◆ Request: Reproduce each of the following records word for word, leaving out the pictures.

---+---

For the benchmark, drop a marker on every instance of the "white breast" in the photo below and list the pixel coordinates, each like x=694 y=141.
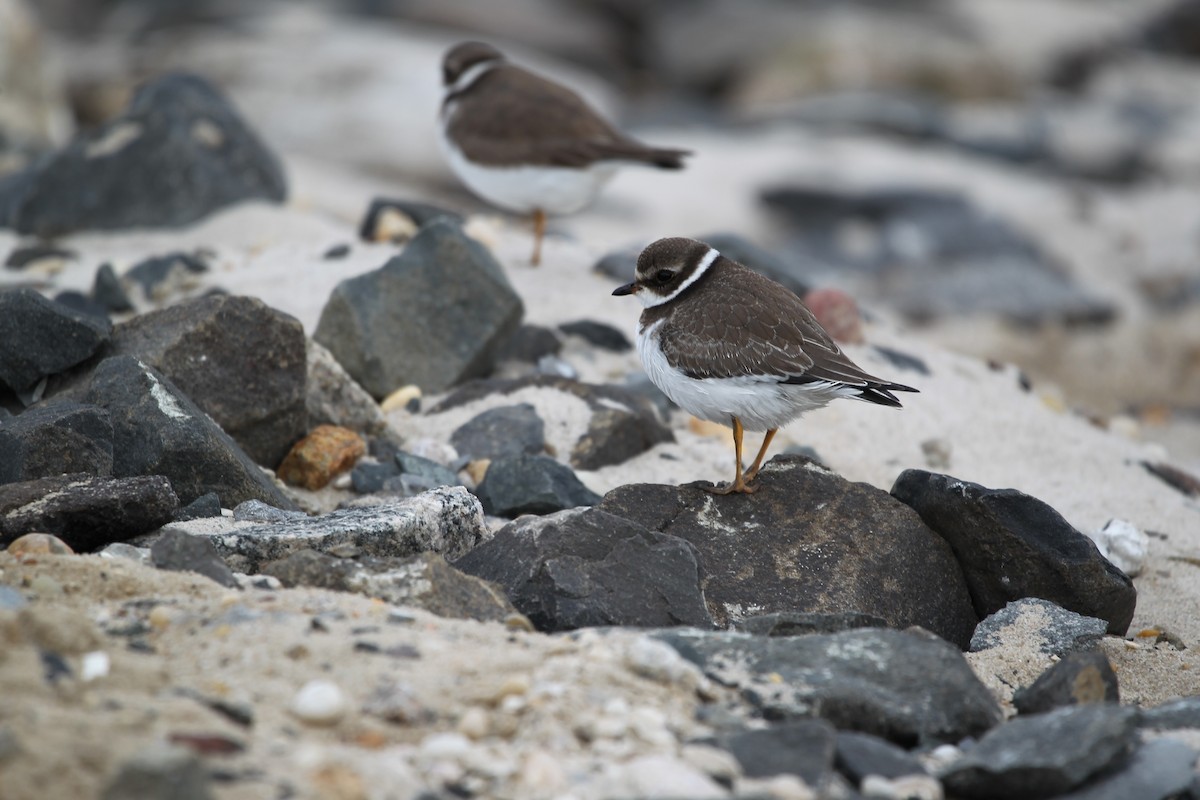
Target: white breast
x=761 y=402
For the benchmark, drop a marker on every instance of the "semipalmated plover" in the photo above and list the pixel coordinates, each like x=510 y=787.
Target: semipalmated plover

---+---

◆ Completed task:
For the benchmark, drop a marker on every instance of the "white breast" in the photo below and list the pixel coordinates, each like x=694 y=141.
Target: white breast
x=761 y=402
For the benchmark, drop a marker on every instance of the "semipalmated plover" in the photo above and list the pixel coordinates, each like x=510 y=787.
Target: semipalmated plover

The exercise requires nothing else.